--- START ---

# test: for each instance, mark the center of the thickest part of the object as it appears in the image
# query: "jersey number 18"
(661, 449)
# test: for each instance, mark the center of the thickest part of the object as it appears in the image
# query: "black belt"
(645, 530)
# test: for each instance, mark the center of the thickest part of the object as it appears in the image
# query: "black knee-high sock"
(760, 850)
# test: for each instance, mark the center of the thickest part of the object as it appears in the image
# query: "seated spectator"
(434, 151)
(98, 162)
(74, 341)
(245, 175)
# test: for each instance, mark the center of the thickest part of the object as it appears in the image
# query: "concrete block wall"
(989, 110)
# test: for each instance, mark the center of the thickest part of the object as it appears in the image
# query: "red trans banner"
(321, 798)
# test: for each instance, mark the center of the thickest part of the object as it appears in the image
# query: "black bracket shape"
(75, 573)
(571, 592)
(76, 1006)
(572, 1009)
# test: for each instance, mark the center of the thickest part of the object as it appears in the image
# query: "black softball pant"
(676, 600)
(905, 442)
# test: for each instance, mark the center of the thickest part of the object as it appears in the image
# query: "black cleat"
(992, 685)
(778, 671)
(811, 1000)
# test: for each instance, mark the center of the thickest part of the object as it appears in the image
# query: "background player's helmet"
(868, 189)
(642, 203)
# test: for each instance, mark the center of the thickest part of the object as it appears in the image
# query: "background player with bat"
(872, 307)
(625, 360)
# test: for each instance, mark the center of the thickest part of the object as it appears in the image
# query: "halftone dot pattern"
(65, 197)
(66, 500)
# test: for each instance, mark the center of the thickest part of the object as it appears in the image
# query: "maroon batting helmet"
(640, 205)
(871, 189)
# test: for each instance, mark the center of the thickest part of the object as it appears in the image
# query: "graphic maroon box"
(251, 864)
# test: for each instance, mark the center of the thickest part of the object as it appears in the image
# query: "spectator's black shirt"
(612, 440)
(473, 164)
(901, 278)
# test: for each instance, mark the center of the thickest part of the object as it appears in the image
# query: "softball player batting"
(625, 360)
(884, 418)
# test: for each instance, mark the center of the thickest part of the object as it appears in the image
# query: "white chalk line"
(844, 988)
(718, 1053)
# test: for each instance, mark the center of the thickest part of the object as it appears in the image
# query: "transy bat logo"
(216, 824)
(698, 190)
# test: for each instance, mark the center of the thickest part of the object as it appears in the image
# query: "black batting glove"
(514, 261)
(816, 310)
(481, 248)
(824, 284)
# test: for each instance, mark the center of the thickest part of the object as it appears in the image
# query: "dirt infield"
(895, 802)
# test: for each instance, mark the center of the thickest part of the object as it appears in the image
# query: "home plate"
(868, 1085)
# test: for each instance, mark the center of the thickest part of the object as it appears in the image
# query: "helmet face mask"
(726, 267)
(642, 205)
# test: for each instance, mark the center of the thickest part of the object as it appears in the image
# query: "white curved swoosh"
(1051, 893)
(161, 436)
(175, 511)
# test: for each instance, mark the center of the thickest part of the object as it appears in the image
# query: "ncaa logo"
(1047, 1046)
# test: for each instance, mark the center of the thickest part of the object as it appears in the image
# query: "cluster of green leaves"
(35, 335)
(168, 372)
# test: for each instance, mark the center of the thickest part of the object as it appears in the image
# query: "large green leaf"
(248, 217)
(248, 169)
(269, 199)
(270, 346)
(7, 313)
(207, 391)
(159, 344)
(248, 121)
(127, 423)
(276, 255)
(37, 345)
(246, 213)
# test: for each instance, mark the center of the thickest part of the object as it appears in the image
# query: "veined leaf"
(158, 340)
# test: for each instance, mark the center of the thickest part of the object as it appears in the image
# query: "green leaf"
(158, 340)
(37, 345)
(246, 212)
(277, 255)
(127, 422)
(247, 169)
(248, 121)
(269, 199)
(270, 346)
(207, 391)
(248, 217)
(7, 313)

--- END ---

EXERCISE DIRECTIONS = Nothing in the records may be altered; restate them word for word.

SOLUTION TO THIS PROBLEM =
# test: for each instance, mark the center of the thickest part of the object as it appears in the image
# query: "jersey number 18"
(661, 449)
# test: for each instance, mark the center of the thickest part of the object as it appears in the image
# query: "black belt"
(645, 530)
# test: for each instance, mark the center of the thickest part of the object as it appears in the image
# query: "black knee-high sock"
(760, 850)
# test: for each instance, mark the center of the thickest part of the object as it appears in the image
# query: "seated spectator"
(434, 151)
(98, 162)
(74, 341)
(245, 175)
# test: for each instance, mark the center of the thickest part of the object as it appears in the image
# query: "concrete block wall"
(989, 110)
# test: for each instance, mark the center of the thickest part of the object as it appears in the image
# query: "red trans banner"
(321, 798)
# test: for each instance, mark the center of the thickest part of the object as it appears in the image
# query: "black bracket shape"
(75, 573)
(571, 592)
(76, 1006)
(572, 1009)
# test: for each instance, mark the center of the thickest part of the object as it appears in the image
# query: "black softball pant"
(676, 600)
(905, 442)
# test: for each instance, mark the center of the thickest part of the object as it appears in the image
# query: "black cleat"
(992, 685)
(778, 671)
(811, 1000)
# test: for each instance, mark the center of the thickest part of the object as it appears in the image
# query: "background player's helmet"
(868, 189)
(642, 203)
# test: for each instance, mark the center of the thickest part of the object as it appears in the image
# query: "background player with bat"
(872, 307)
(625, 360)
# test: for each instance, mark the center of the thickest part of the object as it appears in the image
# query: "halftone dot pattern"
(65, 197)
(66, 500)
# test: for each instance, mark the center of the thickest part of the object as it appears in the image
# query: "maroon batting helmet"
(640, 205)
(871, 189)
# test: for each instance, mark the center of the thickest part of the object as it appears in the image
# query: "graphic maroon box"
(251, 864)
# test: for each instance, mark the center of the thickest part of the object as it appears in the image
# query: "spectator's black shirt"
(612, 440)
(473, 164)
(901, 278)
# test: for each instance, mark the center of the thickest part of the object as it appears in the image
# query: "softball player batting"
(625, 360)
(884, 418)
# test: for each instance, mark the center of the thickest part of the object as it appears in the image
# query: "white chalk line"
(844, 988)
(718, 1053)
# test: for each instance, mark the center of the thickest part of the object as it appears in the image
# query: "transy bat logo"
(216, 824)
(698, 190)
# test: for each instance, mark the center of the thickest part of the object as it appears in the image
# query: "black batting glove"
(514, 261)
(816, 310)
(481, 248)
(824, 284)
# test: for each instance, mark the center of the thickest part of the object as it appears in the image
# query: "dirt infield"
(895, 802)
# test: for each instance, mark the center of the thickest part of the object as it appears in the image
# query: "home plate"
(868, 1085)
# test: for each instance, mark the center of the thickest part of the object as it appears in the image
# query: "helmet face mask"
(726, 267)
(642, 205)
# test: for each instance, mark the center of the thickest part of the object as it appears in the image
# query: "white curved swoosh"
(1051, 893)
(161, 436)
(175, 511)
# test: for each instance, mark the center of the thickest part of the object as it appears in the image
# query: "ncaa logo"
(1047, 1046)
# test: for each instance, mark the center of the thickest part of the object as it appears in the image
# query: "cluster of green leaves"
(35, 335)
(168, 372)
# test: for each instance, mark the center of the thickest part of the object as it appears in the image
# query: "large green leaf"
(248, 217)
(248, 169)
(269, 199)
(270, 346)
(7, 313)
(207, 391)
(159, 344)
(248, 121)
(127, 423)
(276, 255)
(37, 345)
(246, 213)
# test: for each instance, mark the center of the thickest part of the object as it appears in the image
# query: "veined leaf"
(158, 340)
# test: for each instance, mark the center of the thickest part of the object as it appears in the image
# query: "green leaf"
(158, 340)
(37, 345)
(246, 212)
(277, 255)
(127, 422)
(247, 169)
(248, 121)
(269, 199)
(270, 346)
(207, 391)
(248, 217)
(7, 313)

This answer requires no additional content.